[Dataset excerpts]
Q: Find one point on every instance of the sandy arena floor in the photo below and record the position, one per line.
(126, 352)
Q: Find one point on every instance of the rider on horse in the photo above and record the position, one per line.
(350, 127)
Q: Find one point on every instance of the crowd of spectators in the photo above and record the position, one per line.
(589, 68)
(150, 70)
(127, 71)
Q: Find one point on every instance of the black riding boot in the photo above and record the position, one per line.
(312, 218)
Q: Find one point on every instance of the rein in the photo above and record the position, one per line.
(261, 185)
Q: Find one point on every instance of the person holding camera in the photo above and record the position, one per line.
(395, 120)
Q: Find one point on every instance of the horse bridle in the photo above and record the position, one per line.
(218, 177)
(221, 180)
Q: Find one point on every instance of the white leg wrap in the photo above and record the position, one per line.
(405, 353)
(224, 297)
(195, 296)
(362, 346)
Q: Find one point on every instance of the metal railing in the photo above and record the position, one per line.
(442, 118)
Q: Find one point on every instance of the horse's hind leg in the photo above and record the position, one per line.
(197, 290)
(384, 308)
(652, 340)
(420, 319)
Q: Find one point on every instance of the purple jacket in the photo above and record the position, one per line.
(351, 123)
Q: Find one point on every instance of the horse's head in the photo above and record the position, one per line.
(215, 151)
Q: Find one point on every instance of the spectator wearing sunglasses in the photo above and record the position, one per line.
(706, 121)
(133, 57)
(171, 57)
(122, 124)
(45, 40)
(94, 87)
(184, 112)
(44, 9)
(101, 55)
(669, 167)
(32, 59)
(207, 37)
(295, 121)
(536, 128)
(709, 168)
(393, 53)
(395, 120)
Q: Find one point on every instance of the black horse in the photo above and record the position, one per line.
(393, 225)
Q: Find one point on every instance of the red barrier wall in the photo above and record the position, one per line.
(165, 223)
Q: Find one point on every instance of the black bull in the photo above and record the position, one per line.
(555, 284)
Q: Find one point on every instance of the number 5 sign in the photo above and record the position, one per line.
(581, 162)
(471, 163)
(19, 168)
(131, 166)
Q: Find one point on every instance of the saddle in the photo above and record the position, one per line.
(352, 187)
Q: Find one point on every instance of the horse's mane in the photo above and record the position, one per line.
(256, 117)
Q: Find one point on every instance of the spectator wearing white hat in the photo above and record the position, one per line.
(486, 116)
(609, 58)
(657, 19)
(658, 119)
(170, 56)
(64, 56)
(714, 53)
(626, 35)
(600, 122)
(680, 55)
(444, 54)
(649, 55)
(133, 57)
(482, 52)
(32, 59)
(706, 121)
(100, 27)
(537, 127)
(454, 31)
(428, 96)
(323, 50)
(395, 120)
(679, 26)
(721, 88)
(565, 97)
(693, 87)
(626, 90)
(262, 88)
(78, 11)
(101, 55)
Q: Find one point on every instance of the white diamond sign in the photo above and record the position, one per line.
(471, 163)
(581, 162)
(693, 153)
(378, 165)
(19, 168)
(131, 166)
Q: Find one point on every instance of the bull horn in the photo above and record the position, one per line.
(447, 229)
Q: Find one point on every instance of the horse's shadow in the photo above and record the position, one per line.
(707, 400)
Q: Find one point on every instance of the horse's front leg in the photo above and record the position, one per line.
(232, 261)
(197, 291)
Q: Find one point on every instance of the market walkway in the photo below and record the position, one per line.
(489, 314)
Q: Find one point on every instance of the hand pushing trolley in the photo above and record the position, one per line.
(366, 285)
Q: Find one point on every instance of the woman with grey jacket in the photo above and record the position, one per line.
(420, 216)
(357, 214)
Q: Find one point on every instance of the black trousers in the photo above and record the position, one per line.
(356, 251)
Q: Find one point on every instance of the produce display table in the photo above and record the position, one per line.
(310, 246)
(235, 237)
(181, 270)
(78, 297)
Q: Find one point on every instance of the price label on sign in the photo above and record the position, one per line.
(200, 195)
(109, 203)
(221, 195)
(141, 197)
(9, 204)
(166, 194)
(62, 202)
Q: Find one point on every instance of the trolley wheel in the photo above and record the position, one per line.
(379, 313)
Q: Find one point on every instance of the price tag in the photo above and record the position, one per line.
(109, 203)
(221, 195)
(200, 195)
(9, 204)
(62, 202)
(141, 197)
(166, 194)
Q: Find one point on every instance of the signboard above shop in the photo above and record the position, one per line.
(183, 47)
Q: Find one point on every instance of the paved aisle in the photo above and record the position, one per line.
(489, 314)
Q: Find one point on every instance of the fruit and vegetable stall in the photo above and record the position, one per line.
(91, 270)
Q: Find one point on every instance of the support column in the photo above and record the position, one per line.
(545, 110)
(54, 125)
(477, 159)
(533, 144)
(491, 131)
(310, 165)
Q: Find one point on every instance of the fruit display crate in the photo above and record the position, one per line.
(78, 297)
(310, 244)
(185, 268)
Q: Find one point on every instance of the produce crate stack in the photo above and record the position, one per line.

» EXERCISE REQUIREMENTS:
The records above need to be written out again. Keep them exact.

» COMPLETED EXERCISE:
Q: Find one point on every instance of the sandy arena floor in the photo below and record the position, one per line.
(126, 352)
Q: Find one point on every instance of the rider on horse in the photo above and record the position, one per line.
(350, 127)
Q: Find one point on every instance of the crowd of spectators in the photo above and record the position, one per line.
(589, 68)
(150, 70)
(127, 71)
Q: Find one point on every instance of the black riding boot in the photo above and record the position, one per line.
(312, 218)
Q: Find one point on every instance of the rein in the photo above and record the position, one per line.
(261, 185)
Q: Find one point on every instance of the person holding camera in the photo above and record the position, one per line.
(395, 120)
Q: Find one point on every instance of the horse bridle in the photo above and record the position, one per line.
(218, 177)
(221, 180)
Q: Find one point on every instance of the white leg wrap in the photo above and record the position, one per line.
(405, 353)
(224, 297)
(195, 296)
(362, 346)
Q: Find one point on every instance of the metal railing in the photo above and record the position, one per line.
(442, 118)
Q: Find one point on every instance of the horse's hind leg in the photo above and record the position, one per line.
(197, 290)
(384, 308)
(652, 340)
(420, 319)
Q: Find one point on every instance of the purple jacket in the photo above and record the position, one per line.
(351, 123)
Q: Find one point on every instance of the horse's head in the photo above and record the position, one per line.
(215, 151)
Q: Find one point on every instance of the spectator wearing sunglasses in the photo above and record the position, one per line.
(706, 121)
(133, 57)
(171, 57)
(122, 124)
(45, 40)
(94, 87)
(184, 112)
(44, 9)
(101, 55)
(669, 167)
(32, 59)
(207, 37)
(295, 121)
(536, 128)
(709, 168)
(393, 53)
(395, 120)
Q: Find one point on every instance of the black horse in the photo above and record the position, one per line.
(393, 225)
Q: Find one point on every instance of the red barrier wall in the photo above and record the position, one per line.
(165, 223)
Q: Find one point on every instance of the black bull in the photo above and record the position, one per line.
(555, 284)
Q: Find one point on every instance of the number 5 sign in the photo above and record the position, one per line.
(581, 162)
(471, 163)
(19, 168)
(131, 166)
Q: Find one point on every instance of the saddle in the photo above and record the position, one per line.
(352, 187)
Q: Find one point on every instance of the horse's mane in the photo above and record the position, one per line.
(256, 117)
Q: Find one point on every instance of the spectator wearing white hat in the photo above and record the position, one per line.
(486, 116)
(609, 58)
(657, 19)
(658, 119)
(170, 56)
(64, 56)
(714, 53)
(626, 35)
(600, 122)
(680, 55)
(444, 54)
(649, 55)
(133, 57)
(482, 52)
(32, 59)
(706, 121)
(100, 27)
(537, 127)
(454, 31)
(428, 96)
(323, 50)
(395, 120)
(679, 26)
(721, 88)
(565, 97)
(693, 87)
(626, 90)
(262, 88)
(78, 11)
(101, 55)
Q: Find one point on every instance of the white diamond sign in the photo above and record the position, one per line.
(471, 163)
(581, 162)
(693, 153)
(378, 165)
(19, 168)
(131, 166)
Q: Find one point on every instance of the bull horn in the photo above and record the position, one per line.
(447, 229)
Q: Find one point on every instance of the horse's shadow in the photo above and record the position, one per line.
(707, 400)
Q: Find one point on every instance of the horse's front leg in the photo above and record the position, one per line.
(232, 261)
(197, 291)
Q: Find one point on every instance of the market walkway in the photo below and record the position, one per line.
(489, 314)
Q: Find one point on every instance of the hand pushing trolley in the photo above and record the position, one per line.
(366, 285)
Q: Find one point on every instance of the woman with grey jacket in the photo above and record the position, one per line.
(420, 216)
(357, 214)
Q: Find one point on every instance of the black trousers in the photo above and record the position, one per line.
(356, 251)
Q: Find one point on every instance of the produce display table in the photo above and record the position, one per line.
(310, 246)
(235, 237)
(181, 270)
(78, 297)
Q: Find one point on every instance of the price label on sign in the photo above and record the position, one per line.
(200, 195)
(109, 203)
(221, 195)
(141, 197)
(9, 204)
(166, 194)
(62, 202)
Q: Find one point on every instance of the trolley wheel in the photo above and record the position, one per line.
(379, 313)
Q: Find one point on every instance of the price tag in the photo above and record the position, one per line.
(109, 203)
(221, 195)
(200, 195)
(9, 204)
(62, 202)
(141, 197)
(166, 194)
Q: Find one point on every instance of the signboard above shop in the photo above and record the position, one per line.
(183, 47)
Q: Find one point on every instance of the paved aisle in the photo above and record the position, one per line.
(489, 314)
Q: Find one point on every instance of the fruit and vegetable stall in the photo above and record the position, one per line.
(91, 270)
Q: Find one point on every instance of the support column in the photo above and record the position, one per line.
(545, 110)
(54, 125)
(477, 159)
(533, 144)
(491, 131)
(310, 165)
Q: Find one point on every instance of the fruit display crate in the photo above and record the position, one per line.
(78, 297)
(310, 244)
(185, 268)
Q: Find one point on every instance of the produce crate stack in the photo above and record the position, one per line.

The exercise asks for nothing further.